→ THE DATA
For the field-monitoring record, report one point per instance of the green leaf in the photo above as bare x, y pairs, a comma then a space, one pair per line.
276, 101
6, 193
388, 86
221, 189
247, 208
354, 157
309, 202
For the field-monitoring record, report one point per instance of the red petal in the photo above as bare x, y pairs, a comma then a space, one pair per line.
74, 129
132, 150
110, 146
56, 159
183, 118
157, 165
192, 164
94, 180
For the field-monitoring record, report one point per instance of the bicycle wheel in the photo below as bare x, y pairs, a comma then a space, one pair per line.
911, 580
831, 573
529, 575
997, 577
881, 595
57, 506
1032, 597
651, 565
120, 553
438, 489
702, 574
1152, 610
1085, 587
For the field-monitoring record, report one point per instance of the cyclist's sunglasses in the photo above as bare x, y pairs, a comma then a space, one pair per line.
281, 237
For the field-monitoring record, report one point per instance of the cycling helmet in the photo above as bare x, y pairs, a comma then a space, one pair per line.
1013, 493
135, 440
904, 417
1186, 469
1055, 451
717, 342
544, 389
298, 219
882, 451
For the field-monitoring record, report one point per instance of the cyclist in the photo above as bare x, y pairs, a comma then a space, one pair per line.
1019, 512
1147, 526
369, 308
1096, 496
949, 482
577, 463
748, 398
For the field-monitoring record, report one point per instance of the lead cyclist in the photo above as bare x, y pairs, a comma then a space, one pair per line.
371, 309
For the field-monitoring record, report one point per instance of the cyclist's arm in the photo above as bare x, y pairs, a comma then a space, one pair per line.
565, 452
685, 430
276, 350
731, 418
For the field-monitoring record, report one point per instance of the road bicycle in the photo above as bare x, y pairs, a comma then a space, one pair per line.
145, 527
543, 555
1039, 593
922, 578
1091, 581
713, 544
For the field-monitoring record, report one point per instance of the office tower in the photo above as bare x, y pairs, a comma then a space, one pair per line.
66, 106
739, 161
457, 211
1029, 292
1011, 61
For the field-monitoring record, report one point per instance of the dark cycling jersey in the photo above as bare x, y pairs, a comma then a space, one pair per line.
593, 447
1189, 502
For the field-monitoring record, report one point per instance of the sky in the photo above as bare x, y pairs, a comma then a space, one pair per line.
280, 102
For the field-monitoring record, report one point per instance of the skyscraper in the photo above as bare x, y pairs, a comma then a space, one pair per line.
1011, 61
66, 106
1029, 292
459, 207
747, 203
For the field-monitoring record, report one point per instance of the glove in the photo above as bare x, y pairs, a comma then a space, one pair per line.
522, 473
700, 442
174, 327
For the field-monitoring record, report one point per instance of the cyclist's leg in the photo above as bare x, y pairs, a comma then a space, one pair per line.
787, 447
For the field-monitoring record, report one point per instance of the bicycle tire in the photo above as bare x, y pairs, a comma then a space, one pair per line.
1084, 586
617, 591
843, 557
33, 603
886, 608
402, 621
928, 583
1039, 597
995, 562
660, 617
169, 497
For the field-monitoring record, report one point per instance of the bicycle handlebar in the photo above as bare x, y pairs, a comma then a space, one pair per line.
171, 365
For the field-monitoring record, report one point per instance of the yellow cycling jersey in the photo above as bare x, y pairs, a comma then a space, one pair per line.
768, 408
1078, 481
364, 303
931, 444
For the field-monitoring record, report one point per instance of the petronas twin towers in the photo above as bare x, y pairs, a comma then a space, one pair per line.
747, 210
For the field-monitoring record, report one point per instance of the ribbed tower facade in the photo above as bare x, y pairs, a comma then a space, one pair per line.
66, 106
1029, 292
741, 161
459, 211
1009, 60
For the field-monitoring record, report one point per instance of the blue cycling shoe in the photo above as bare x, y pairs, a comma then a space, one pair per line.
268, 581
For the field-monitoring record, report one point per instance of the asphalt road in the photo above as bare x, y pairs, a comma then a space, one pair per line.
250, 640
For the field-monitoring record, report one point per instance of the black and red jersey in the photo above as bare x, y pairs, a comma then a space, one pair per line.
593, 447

→ PROBLEM TO WORK ON
The answer should be all the entries, restated with no word changed.

→ RESULT OF THIS EXERCISE
For the field-monitoring record, report one point per instance of the green leaf in the photo above as bare x, y pairs, a comma then a space, one pair per line.
276, 101
6, 193
388, 86
221, 189
247, 208
354, 157
309, 202
For the field-monitoring record, report one point per instance of the red petal in the photo above as bare x, y pairs, a comma then a space, one pair per line.
74, 129
132, 150
110, 146
56, 159
183, 118
157, 165
192, 164
94, 180
For the field-monitoring record, report one point per instance of the bicycle wheel in the photo below as bare x, y pairs, a comma then a space, one pair per line.
911, 580
831, 573
529, 575
997, 577
881, 595
57, 506
1032, 597
651, 565
120, 553
438, 489
702, 574
1152, 610
1085, 587
For the field-monitoring record, report one point per instance of the cyclist's sunglasses in the photo above as bare x, y pairs, a comma then a space, one pair per line.
281, 237
For the field-monitoring record, report one point per instance of the cycling helmet in the photo above as bare x, y pairs, a comma then a space, one pair per line.
1013, 493
135, 440
904, 417
1186, 469
1055, 451
717, 342
544, 389
298, 219
882, 451
For the field-monitoring record, report one point per instance of the cyclist in the photo above as bare x, y pairs, a comma then a space, one pair per line.
1019, 512
1147, 526
369, 308
1096, 496
949, 482
577, 463
748, 398
For the field-monitoring record, report one point per instance of the lead cyclist in the photo above as bare x, y pairs, a comma then a space, one pair per line.
371, 309
For the field-monitoring record, report one point per instance of the cyclist's arm in the photo above as bare x, y pairs, a comma then a space, one pair per line.
565, 452
685, 430
276, 350
731, 418
For the field-monitoring record, report one point per instance of the road bicycle in the photo above as bare x, y pairs, a comma then a space, one pair per line.
145, 527
543, 555
1039, 593
922, 578
1091, 581
713, 544
For the field-monitoring record, report one point per instance of the office tower in the photo above as bare x, y pairs, a comma then a space, one pair per line.
66, 106
739, 161
457, 211
1029, 292
1011, 61
For the field-monitoring record, report one point per instance of the dark cycling jersey in the photo above as bare x, y pairs, a comma then a space, one pair per line.
593, 447
1189, 502
For the field-monitoring record, report one point per instance of the sky in the photo above as bare x, y pairs, a comma then a space, one pair per line.
280, 102
For the field-monitoring record, report one point per instance of the skyscraper in the photo above as bare x, y pairs, a comma then a space, one pair per line.
1011, 61
66, 106
1029, 292
459, 207
747, 203
For the field-monitoring record, report one point per instance of the glove in the photo above as bare x, y pairs, a comma then a space, one pair per line.
522, 473
700, 442
174, 327
For the field-monitoring record, report one point per instance of the cyclist's leg in the photo above as bare x, y pairs, a comma then a space, one pair per line.
787, 447
For the field-monitoring record, report one point per instance of the bicycle tire in the photo above as bare x, y pairs, a comma then a space, one pair per line.
1084, 586
617, 591
843, 557
33, 603
886, 608
402, 621
928, 583
1039, 597
995, 562
660, 617
169, 497
For the field-monitoring record, report one point per instance of the bicycle handlebar in the photo above as bare x, y pairs, a comma then a space, one pair per line.
171, 365
For the field-monitoring record, report one point per instance of the yellow cycling jersey in the photo above as bare x, y pairs, a comma then a space, one pair per line.
768, 408
1078, 481
364, 303
931, 444
For the field-monitoring record, report one point per instance of the petronas twin towers in the photo above as bare x, y pairs, a comma then a space, one pair per line.
747, 210
For the field-monitoring record, report one point per instance of the ribbed tower facade in the photo above as bare x, y pairs, a comma then a space, one pair per line.
66, 106
1029, 292
741, 161
459, 211
1009, 60
For the field-monitoring record, report one point per instance of the blue cycling shoe in the photo above as bare x, y pairs, a comma then a space, one pair per line.
268, 581
For the field-monitoring record, report one point per instance of the asphalt road in the photo above as bare x, y pairs, a comma then a space, one pair per line.
250, 640
For the field-monitoring record, report one point per instance of the black and red jersey in the photo above as bare x, y pairs, a comma then a space, one pair per line.
593, 447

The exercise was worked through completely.